> Text provided
↓↓↓
Enzyme induction and inhibition. Phenytoin is a potent inducer of hepatic metabolising enzymes affecting itself, other drugs and dietary and endogenous substances (including vitamin D and folate). The consequences of this are: a slight fall of steady state phenytoin level over the first few weeks of therapy, though this may not be noticeable if dose increments are being given; enhanced metabolism of other drugs, e.g. carbamazepine, warfarin, steroids (adrenal and gonadal), thyroxine, tricyclic antidepressants, doxycycline. Naturally this can also work in reverse, and other enzyme inducers, e.g. rifampicin, ethanol, may lower phenytoin concentrations when there is capacity for increase in enzyme induction.

Drugs that inhibit phenytoin metabolism (causing its plasma concentration to rise) include: sodium valproate, cimetidine, co-trimoxazole, isoniazid, chloramphenicol, some NSAIDs, disulfiram. There is a considerable body of mediocre and contradictory data, the lesson of which is that possible interaction should be borne in mind wherever other drugs are prescribed to a patient taking phenytoin.

Phenytoin is 90% bound to plasma albumin so that quite small changes in binding, e.g. a drop to 80%, will result in a higher concentration of free, active, drug. Since free drug is also available to be metabolised, the effect of such changes is probably short-lived. Phenytoin orally is well absorbed but there have been pharmaceutical bioavailability problems in relation to the nature of the diluent in the capsule; patients should always use the same formulation. Phenytoin should not be given i.m. since it precipitates and is poorly absorbed. It may be diluted and given by i.v. infusion over 1 hour but care should be taken to follow the manufacturer's instructions including the use of an in-line filter, because phenytoin may also precipitate in infusion fluids, particularly dextrose.
↑↑↑
> Exercise
Rewrite the phenytoin text starting with "Enzyme induction and" and going on through "in enzyme induction.", changing "enzyme inducers" to "inducing agents".

> Stored data entries
↓↓↓
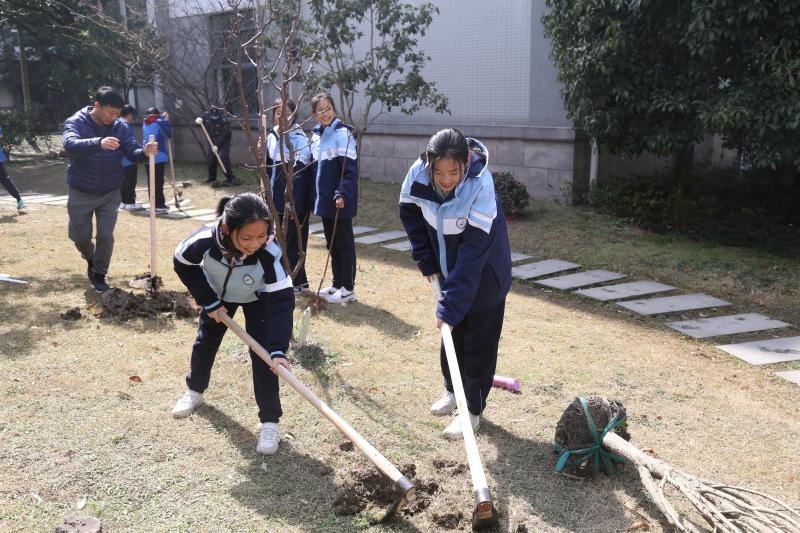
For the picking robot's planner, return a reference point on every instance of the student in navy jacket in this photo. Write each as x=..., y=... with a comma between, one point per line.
x=96, y=140
x=333, y=148
x=457, y=230
x=283, y=149
x=127, y=190
x=157, y=124
x=229, y=263
x=6, y=180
↑↑↑
> Your response
Enzyme induction and inhibition. Phenytoin is a potent inducer of hepatic metabolising enzymes affecting itself, other drugs and dietary and endogenous substances (including vitamin D and folate). The consequences of this are: a slight fall of steady state phenytoin level over the first few weeks of therapy, though this may not be noticeable if dose increments are being given; enhanced metabolism of other drugs, e.g. carbamazepine, warfarin, steroids (adrenal and gonadal), thyroxine, tricyclic antidepressants, doxycycline. Naturally this can also work in reverse, and other inducing agents, e.g. rifampicin, ethanol, may lower phenytoin concentrations when there is capacity for increase in enzyme induction.